======== Record list ========

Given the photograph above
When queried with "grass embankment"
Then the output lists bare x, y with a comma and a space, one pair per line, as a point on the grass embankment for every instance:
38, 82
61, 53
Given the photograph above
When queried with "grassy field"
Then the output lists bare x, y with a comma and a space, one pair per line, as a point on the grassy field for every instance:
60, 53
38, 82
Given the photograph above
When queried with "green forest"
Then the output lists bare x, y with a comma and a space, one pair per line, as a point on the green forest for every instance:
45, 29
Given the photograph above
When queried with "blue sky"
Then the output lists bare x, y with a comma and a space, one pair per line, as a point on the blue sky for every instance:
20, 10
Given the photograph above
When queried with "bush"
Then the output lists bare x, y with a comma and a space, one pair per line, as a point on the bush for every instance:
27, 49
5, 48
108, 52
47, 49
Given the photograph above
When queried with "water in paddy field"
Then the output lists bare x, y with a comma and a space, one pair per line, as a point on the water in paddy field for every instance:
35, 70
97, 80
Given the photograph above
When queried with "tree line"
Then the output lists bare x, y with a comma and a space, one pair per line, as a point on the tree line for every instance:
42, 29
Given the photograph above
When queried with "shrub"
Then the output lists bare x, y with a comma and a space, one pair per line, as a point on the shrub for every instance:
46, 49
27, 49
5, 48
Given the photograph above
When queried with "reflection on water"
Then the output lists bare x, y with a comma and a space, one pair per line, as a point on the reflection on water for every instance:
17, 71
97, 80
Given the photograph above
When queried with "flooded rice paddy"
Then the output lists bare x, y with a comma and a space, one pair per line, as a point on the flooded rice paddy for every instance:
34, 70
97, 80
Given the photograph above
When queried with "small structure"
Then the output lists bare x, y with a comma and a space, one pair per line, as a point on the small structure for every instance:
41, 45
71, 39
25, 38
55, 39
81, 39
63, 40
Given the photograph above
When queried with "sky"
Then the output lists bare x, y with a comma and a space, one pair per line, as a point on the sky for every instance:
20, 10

========

Report how many lines of the records contain the word "field". Give only the number.

Exercise result:
4